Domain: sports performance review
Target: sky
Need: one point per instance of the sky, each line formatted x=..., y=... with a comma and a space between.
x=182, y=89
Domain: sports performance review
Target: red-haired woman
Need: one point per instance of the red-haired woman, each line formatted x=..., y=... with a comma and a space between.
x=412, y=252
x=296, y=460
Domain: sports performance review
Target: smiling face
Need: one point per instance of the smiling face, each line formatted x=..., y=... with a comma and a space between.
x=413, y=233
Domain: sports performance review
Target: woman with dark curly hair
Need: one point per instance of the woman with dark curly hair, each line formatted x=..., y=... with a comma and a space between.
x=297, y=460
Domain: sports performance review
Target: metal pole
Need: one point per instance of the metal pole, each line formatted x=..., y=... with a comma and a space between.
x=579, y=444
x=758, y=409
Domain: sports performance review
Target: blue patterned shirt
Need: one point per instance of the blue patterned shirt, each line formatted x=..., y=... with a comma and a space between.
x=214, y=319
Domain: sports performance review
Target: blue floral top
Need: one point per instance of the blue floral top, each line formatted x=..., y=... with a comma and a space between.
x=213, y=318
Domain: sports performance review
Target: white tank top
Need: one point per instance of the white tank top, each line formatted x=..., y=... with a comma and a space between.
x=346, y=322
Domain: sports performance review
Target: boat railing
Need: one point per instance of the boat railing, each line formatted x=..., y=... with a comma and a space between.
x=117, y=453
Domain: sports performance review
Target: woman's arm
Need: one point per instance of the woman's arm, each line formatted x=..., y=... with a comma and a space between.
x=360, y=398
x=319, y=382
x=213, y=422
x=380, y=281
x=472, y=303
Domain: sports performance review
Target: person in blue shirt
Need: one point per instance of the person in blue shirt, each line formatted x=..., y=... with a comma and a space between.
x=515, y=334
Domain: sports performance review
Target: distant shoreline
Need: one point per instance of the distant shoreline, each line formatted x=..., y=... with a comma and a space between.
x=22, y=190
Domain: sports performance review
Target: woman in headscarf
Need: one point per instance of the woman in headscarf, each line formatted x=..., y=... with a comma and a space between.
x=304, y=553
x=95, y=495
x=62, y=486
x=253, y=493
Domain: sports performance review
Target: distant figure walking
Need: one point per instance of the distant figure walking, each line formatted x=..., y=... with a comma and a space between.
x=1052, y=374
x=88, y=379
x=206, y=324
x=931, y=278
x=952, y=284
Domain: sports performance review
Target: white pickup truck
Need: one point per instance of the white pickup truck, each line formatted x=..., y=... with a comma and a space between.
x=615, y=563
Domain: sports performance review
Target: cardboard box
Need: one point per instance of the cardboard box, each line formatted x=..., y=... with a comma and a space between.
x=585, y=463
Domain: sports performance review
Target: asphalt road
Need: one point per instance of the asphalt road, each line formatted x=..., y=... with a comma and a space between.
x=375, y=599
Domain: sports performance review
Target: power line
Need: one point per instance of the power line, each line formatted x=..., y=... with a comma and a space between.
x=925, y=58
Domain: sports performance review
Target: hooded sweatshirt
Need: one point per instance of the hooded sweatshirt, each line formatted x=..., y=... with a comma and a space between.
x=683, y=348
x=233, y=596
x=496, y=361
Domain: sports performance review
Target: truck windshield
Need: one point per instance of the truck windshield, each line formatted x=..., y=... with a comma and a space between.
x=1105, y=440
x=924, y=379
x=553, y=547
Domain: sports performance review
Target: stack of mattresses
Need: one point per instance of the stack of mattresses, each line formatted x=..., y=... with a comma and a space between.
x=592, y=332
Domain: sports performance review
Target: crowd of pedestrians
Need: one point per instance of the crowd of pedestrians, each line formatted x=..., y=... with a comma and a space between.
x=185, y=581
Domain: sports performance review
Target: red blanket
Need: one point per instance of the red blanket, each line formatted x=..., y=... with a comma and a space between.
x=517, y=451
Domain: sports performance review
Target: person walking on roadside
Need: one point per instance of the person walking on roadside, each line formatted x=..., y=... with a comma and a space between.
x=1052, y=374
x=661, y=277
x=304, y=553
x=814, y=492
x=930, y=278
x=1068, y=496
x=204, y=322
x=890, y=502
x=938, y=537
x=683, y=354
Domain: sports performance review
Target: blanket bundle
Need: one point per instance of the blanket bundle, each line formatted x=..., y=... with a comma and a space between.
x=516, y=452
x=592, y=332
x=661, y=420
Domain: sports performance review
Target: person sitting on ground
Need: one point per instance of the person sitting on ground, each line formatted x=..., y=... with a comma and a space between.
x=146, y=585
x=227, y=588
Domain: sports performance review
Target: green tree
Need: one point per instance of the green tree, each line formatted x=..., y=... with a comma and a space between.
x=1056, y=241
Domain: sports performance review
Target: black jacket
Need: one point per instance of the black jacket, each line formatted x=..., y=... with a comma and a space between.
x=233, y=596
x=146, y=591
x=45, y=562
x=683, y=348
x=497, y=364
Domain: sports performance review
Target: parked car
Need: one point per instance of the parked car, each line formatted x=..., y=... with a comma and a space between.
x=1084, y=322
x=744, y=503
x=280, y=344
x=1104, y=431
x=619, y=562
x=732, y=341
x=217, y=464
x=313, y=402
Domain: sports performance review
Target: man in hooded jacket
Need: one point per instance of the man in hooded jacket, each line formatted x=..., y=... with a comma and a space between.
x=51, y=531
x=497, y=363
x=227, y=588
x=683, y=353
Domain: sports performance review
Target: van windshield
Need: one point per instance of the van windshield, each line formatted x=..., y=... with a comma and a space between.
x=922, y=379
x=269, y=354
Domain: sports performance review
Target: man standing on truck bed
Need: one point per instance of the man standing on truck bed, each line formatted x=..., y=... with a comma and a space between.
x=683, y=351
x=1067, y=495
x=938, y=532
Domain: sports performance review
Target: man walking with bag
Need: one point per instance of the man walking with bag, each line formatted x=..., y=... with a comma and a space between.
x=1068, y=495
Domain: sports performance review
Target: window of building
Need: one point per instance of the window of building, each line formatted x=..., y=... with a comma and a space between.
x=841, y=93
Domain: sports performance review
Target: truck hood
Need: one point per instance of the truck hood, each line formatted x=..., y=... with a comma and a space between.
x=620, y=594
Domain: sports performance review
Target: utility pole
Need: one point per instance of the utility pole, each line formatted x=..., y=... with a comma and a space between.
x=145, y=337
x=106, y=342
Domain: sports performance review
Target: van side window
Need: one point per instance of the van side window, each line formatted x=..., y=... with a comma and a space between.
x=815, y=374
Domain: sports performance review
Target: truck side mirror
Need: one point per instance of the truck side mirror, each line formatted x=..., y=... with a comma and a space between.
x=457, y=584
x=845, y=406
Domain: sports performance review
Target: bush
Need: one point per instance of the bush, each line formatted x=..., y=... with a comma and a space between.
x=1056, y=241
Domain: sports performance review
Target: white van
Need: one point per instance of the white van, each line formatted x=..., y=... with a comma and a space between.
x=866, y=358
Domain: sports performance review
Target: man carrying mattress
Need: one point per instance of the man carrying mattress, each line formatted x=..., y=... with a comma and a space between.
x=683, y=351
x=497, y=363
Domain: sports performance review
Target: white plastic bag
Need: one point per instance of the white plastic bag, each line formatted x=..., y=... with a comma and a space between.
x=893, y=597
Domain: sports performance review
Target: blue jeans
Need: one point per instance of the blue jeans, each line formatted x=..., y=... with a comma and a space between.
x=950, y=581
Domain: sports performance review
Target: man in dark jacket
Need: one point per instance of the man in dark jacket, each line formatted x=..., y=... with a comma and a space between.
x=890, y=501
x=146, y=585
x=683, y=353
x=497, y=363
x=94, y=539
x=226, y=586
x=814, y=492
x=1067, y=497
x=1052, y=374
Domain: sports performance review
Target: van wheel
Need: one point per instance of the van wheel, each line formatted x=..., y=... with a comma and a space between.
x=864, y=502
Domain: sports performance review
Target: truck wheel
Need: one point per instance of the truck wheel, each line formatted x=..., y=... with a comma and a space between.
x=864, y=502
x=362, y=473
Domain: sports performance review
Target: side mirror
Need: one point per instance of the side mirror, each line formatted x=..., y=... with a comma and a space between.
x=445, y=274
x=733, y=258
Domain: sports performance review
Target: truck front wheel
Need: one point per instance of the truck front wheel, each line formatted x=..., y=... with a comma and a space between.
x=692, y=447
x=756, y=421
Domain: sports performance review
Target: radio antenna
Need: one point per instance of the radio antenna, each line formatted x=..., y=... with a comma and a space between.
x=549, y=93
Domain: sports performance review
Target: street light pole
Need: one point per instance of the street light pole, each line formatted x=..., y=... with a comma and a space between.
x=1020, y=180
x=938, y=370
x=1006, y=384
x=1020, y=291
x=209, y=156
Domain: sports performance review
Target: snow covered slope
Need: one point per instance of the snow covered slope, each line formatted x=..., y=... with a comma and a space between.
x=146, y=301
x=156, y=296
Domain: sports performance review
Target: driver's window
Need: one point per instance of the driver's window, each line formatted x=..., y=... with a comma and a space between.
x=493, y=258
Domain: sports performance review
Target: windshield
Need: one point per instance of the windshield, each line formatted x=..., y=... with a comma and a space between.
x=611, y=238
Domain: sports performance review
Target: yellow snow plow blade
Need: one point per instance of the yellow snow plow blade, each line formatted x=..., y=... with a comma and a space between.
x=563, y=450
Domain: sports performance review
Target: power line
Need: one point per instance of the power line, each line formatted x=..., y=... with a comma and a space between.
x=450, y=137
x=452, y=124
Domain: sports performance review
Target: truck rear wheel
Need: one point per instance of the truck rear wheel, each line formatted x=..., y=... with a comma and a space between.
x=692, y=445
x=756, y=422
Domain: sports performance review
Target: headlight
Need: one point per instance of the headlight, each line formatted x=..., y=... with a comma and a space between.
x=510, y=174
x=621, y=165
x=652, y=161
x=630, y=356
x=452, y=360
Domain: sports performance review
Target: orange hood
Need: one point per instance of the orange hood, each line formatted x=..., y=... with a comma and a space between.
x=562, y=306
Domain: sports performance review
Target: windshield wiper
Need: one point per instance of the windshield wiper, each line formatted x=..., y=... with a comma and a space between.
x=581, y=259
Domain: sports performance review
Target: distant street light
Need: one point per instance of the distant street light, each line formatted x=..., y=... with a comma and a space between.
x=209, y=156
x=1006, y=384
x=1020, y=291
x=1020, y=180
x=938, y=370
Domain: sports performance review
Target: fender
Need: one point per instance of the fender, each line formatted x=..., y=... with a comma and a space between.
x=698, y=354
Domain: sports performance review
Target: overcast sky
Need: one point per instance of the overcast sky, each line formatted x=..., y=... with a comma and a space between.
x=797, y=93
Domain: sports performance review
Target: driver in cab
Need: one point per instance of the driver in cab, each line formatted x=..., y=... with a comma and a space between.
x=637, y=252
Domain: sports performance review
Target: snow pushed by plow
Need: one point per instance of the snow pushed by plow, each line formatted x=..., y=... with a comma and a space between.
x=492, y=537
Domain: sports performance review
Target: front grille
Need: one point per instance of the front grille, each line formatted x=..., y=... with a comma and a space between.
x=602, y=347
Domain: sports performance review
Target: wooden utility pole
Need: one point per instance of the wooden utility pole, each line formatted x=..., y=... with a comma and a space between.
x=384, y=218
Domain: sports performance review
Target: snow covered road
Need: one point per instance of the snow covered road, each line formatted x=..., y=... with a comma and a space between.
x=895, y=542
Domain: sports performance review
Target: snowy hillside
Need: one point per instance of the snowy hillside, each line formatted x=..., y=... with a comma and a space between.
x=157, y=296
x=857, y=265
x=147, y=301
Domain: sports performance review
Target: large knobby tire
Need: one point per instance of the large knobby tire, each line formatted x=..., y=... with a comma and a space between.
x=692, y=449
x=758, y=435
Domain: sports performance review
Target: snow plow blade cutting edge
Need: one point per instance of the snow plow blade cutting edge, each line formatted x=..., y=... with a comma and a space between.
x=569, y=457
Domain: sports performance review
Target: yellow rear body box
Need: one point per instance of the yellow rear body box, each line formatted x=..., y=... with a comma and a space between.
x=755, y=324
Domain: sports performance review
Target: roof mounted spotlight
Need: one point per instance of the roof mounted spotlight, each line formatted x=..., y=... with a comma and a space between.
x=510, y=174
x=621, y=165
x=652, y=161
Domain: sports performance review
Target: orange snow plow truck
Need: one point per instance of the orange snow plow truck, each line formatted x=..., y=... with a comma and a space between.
_ _ _ _ _
Reproduce the lines above without any change, from the first one through the line that contains "x=182, y=89", both included.

THE OUTPUT =
Domain: sports performance review
Target: sky
Need: one point per instance of the sky, each line formatted x=..., y=... with a comma and a space between.
x=182, y=89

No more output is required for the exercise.